Required work: Go through the listing and copy every line word for word.

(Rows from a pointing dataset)
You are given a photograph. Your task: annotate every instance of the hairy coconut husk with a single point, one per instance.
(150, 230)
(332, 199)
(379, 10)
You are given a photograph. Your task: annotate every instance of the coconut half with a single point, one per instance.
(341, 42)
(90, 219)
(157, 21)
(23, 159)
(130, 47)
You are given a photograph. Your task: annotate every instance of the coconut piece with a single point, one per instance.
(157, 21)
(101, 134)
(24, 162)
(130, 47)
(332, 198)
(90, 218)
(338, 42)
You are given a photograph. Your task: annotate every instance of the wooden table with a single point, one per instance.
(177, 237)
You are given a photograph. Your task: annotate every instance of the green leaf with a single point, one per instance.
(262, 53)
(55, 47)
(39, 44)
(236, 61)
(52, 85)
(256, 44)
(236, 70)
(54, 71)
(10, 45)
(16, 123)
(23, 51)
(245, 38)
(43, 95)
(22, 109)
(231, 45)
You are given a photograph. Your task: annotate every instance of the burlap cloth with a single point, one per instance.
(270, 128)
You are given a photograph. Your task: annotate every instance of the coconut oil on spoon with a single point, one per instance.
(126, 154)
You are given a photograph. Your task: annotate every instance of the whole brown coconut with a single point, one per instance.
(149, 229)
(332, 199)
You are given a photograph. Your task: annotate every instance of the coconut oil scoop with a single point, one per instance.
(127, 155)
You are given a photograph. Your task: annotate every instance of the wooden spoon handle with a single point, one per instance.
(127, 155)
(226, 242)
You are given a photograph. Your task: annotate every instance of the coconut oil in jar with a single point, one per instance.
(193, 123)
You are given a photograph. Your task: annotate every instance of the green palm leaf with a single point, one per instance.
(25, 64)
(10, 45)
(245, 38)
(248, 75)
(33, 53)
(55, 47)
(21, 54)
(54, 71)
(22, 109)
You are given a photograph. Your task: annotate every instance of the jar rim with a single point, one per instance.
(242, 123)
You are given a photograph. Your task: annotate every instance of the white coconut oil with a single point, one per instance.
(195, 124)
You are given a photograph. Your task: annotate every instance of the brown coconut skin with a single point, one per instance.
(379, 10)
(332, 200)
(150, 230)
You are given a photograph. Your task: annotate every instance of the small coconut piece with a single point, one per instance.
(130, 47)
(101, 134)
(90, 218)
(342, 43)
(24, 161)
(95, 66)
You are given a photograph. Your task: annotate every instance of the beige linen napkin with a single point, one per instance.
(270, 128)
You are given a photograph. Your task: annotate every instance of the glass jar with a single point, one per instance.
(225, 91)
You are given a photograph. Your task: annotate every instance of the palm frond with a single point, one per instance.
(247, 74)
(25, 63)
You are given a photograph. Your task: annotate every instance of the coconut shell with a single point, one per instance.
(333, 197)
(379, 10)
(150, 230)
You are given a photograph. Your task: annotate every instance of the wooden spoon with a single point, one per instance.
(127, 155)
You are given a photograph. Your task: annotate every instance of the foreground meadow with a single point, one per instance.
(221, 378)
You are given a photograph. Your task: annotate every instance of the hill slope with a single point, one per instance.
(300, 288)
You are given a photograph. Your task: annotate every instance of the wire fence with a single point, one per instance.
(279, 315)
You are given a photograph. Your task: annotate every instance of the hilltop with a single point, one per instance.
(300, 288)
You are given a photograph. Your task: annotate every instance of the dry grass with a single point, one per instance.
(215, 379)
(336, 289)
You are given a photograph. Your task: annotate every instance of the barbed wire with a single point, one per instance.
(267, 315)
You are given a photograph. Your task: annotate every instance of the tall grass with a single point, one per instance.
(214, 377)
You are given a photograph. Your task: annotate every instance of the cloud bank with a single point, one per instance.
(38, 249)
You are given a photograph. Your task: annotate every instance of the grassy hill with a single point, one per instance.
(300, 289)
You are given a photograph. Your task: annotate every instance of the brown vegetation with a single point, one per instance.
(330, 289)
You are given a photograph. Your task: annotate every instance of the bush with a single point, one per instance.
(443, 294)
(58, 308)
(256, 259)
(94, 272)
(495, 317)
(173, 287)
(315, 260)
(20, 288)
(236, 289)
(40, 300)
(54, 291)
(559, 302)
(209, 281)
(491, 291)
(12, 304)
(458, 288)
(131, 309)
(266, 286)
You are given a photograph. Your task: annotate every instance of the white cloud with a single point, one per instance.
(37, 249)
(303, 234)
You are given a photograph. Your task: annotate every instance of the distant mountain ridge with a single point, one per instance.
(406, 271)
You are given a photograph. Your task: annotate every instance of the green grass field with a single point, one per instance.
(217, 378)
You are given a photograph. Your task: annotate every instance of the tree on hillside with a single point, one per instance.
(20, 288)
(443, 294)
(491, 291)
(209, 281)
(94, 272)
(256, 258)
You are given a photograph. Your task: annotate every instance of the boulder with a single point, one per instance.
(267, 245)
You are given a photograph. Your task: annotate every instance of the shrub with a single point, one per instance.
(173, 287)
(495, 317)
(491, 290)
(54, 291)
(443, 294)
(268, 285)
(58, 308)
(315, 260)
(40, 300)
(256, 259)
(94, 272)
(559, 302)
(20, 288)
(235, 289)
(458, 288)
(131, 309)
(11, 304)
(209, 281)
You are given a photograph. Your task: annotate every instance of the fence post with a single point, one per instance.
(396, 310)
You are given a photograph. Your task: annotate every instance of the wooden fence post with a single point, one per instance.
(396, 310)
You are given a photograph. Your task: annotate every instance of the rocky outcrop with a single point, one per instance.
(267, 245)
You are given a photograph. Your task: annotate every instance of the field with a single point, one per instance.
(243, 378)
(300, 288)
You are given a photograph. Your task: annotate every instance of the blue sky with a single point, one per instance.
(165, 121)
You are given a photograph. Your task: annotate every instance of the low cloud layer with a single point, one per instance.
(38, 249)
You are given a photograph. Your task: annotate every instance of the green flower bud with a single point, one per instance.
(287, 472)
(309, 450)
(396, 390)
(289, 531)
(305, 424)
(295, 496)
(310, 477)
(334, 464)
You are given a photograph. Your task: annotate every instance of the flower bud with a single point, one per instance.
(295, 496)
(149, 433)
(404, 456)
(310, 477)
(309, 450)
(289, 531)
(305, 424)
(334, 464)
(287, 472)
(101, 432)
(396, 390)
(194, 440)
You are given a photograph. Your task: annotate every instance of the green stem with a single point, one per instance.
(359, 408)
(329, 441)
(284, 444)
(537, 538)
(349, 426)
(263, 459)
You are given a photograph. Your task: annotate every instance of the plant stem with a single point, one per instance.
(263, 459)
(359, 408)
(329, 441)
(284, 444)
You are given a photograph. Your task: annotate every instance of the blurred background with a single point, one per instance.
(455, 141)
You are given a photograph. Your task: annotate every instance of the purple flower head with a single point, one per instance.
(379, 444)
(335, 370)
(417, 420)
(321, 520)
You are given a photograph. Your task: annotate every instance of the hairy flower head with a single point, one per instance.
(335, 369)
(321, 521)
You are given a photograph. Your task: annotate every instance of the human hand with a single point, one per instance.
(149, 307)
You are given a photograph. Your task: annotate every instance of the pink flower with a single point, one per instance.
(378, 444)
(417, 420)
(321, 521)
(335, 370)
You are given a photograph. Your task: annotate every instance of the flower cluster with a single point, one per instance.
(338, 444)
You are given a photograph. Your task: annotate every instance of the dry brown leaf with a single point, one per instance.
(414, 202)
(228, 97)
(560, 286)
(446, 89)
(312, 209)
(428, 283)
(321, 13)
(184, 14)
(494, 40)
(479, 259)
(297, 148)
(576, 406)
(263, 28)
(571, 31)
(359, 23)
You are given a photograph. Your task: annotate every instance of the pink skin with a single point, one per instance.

Full response:
You are given a photograph. Your task: annotate every instance of the hairy coconut husk with a single point, one per instance.
(150, 230)
(332, 199)
(379, 10)
You are given a photograph. Your task: annotate every instance of the coconut half with a single point, one per instance.
(341, 42)
(90, 219)
(157, 21)
(23, 159)
(130, 47)
You are given a photograph. Your task: annotate every instance of the coconut piece with a single point, one per instance.
(157, 21)
(101, 134)
(24, 162)
(130, 47)
(332, 198)
(90, 218)
(338, 42)
You are given a photograph. Your task: annotate every instance of the wooden table with a single point, one per instance.
(177, 237)
You are given a photograph. Your task: annotate every instance of the green leaf with a single point, one per instance.
(262, 53)
(55, 47)
(39, 44)
(236, 61)
(52, 85)
(256, 44)
(236, 70)
(54, 71)
(10, 45)
(16, 123)
(23, 51)
(245, 38)
(43, 95)
(22, 109)
(231, 45)
You are given a photograph. Your task: annotate every instance of the burlap cloth with a single point, one per instance.
(270, 128)
You are given a photograph. Your task: annotate every instance of the coconut oil on spoon with a single point, one per instance.
(126, 154)
You are given a photograph. Your task: annotate every instance of the whole brown coconut with a single point, one per instance.
(149, 229)
(332, 199)
You are given a photograph. Your task: annotate every instance of the coconut oil scoop with a single point, one per instance.
(127, 155)
You are given a photograph. Your task: annotate every instance of the wooden spoon handle with a single point, one per instance.
(127, 155)
(226, 242)
You are given a photograph. Your task: annotate every instance of the coconut oil in jar with a single point, one per instance.
(193, 123)
You are given a photograph. Your task: annotate every instance of the green palm leaf with a single point, one per instance.
(25, 64)
(10, 45)
(245, 38)
(248, 75)
(33, 53)
(55, 47)
(21, 54)
(54, 71)
(22, 109)
You are given a photograph. Your task: annotate every instance of the jar rim with a single point, one per instance.
(242, 123)
You are given a photograph. Your task: annotate every instance of the white coconut oil with a single point, one per instance.
(195, 124)
You are given a photograph. Your task: annotate every instance of the brown coconut skin with a single point, one per instance.
(379, 10)
(332, 200)
(150, 230)
You are given a photograph. Your task: annotate every instance of the small coconut piece with a single point, one per instance.
(130, 47)
(101, 134)
(90, 218)
(342, 43)
(24, 161)
(95, 66)
You are given a photograph. Your task: annotate every instance of the beige linen napkin with a single point, one per instance.
(270, 128)
You are given a photograph. Your task: annotate every instance of the glass jar with a single point, one per instance.
(225, 91)
You are given a photograph. Your task: annotate every instance of the palm frond with a single point, one per instance.
(247, 74)
(25, 63)
You are given a photograph. Your task: annotate every instance of the coconut shell with a single point, one per instance.
(333, 197)
(379, 10)
(150, 230)
You are given a photograph. Your task: annotate every instance of the wooden spoon with a single point, one per instance.
(127, 155)
You are given a photograph. Your task: annotate every instance of the foreground meadow with a single point, one per instance.
(221, 378)
You are given a photograph. Your task: annotate every instance of the hill slope with a single point, one per instance.
(300, 288)
You are given a photograph. Your task: annotate every instance of the wire fence with a single point, one per instance.
(279, 315)
You are given a photograph. Your task: annotate every instance of the hilltop with a single point, one per instance.
(300, 288)
You are given a photograph. Your task: annotate every instance of the dry grass with a single point, one per instance.
(215, 379)
(336, 289)
You are given a photograph. Your task: annotate every instance of the barbed wire with a single point, one per instance.
(267, 315)
You are given a photograph. Your task: annotate every instance of the tall grass with a single point, one per instance.
(214, 377)
You are given a photograph. Your task: annotate every instance of the cloud bank with a single point, one per instance.
(38, 249)
You are given a photograph. Your task: annotate every instance of the grassy hill with a single point, one per instance.
(300, 289)
You are given a photograph. Your task: annotate every instance of the brown vegetation with a single point, one per instance.
(330, 289)
You are given a photograph. Your task: annotate every instance of the bush with a single point, one per instance.
(443, 294)
(58, 308)
(256, 259)
(94, 272)
(495, 317)
(173, 287)
(315, 260)
(20, 288)
(236, 289)
(40, 300)
(54, 291)
(559, 302)
(209, 281)
(491, 291)
(12, 304)
(458, 288)
(131, 309)
(266, 286)
You are given a photograph. Your task: annotate every instance of the white cloud with a single point, one per instance.
(37, 249)
(303, 234)
You are given a photograph. Your task: annotate every instance of the distant mountain ridge with a single point, one per instance.
(406, 271)
You are given a photograph. Your task: annotate every instance of the green grass field with a single point, one per instance.
(217, 378)
You are given a photograph. Your task: annotate every instance of the tree on hillside with a single point, one per instance.
(20, 288)
(443, 294)
(491, 291)
(209, 281)
(94, 272)
(256, 258)
You are given a photograph. Your task: annotate every instance of the boulder with a single point, one per instance.
(267, 245)
You are given a photograph. Your task: annotate every instance of the shrub with a single point, one per instance.
(173, 287)
(495, 317)
(491, 290)
(54, 291)
(443, 294)
(268, 285)
(58, 308)
(315, 260)
(40, 300)
(256, 259)
(94, 272)
(559, 302)
(20, 288)
(235, 289)
(458, 288)
(131, 309)
(11, 304)
(209, 281)
You are given a photograph. Your task: annotate every instance of the fence post with a single point, one per instance.
(396, 310)
You are given a photograph. Your task: annotate every instance of the wooden fence post with a single point, one per instance.
(396, 310)
You are given a photograph. Your task: annotate every instance of the rocky outcrop with a single point, one per instance.
(267, 245)
You are given a photograph. Your task: annotate every instance of the field with a single point, one per instance.
(243, 378)
(300, 288)
You are given a photograph. Your task: annotate every instance of the blue sky with a single point, one per instance.
(165, 121)
You are given a photograph. Your task: annotate every instance of the low cloud layer with a single point, one per instance.
(38, 249)
You are given a photograph. Your task: annotate every instance of the green flower bud with a single point, one per instance.
(287, 472)
(309, 450)
(396, 390)
(289, 531)
(305, 424)
(295, 496)
(310, 477)
(334, 464)
You are given a photograph. Your task: annotate every instance of the flower bud with a single point, one per instance.
(295, 496)
(149, 433)
(404, 456)
(310, 477)
(309, 450)
(289, 531)
(305, 424)
(334, 464)
(287, 472)
(101, 432)
(396, 390)
(194, 440)
You are given a photograph. Your task: annotate every instance of the green stem with a single point, one per instance.
(359, 408)
(329, 441)
(284, 444)
(537, 538)
(349, 426)
(263, 459)
You are given a photograph. Your task: annotate every instance of the plant stem with a single point, one per instance.
(263, 459)
(359, 408)
(329, 441)
(284, 444)
You are given a photograph. Your task: annotate every instance of the blurred background with a single point, one per instance.
(455, 141)
You are given a photograph. Your task: annotate every instance of the purple flower head with a single point, one per instance.
(379, 444)
(335, 370)
(417, 420)
(321, 520)
You are given a photograph. Your task: annotate every instance of the hairy flower head with a single point, one per instance.
(335, 369)
(321, 521)
You are given a photograph. Your task: annotate every instance of the human hand with a single point, one per instance.
(149, 307)
You are given a photograph. Your task: annotate every instance of the pink flower with a single point, one per instance.
(378, 444)
(417, 420)
(321, 521)
(335, 370)
You are given a photograph. Your task: annotate every instance of the flower cluster with a single point, one per instance.
(338, 444)
You are given a photograph. Your task: annotate every instance of the dry brown leaf with a single point, one per instance.
(414, 202)
(228, 97)
(560, 286)
(446, 89)
(312, 209)
(428, 283)
(321, 13)
(184, 14)
(494, 40)
(479, 259)
(297, 148)
(576, 406)
(263, 28)
(571, 31)
(359, 23)
You are given a photograph. Your task: annotate every instance of the pink skin with a single point, one per instance.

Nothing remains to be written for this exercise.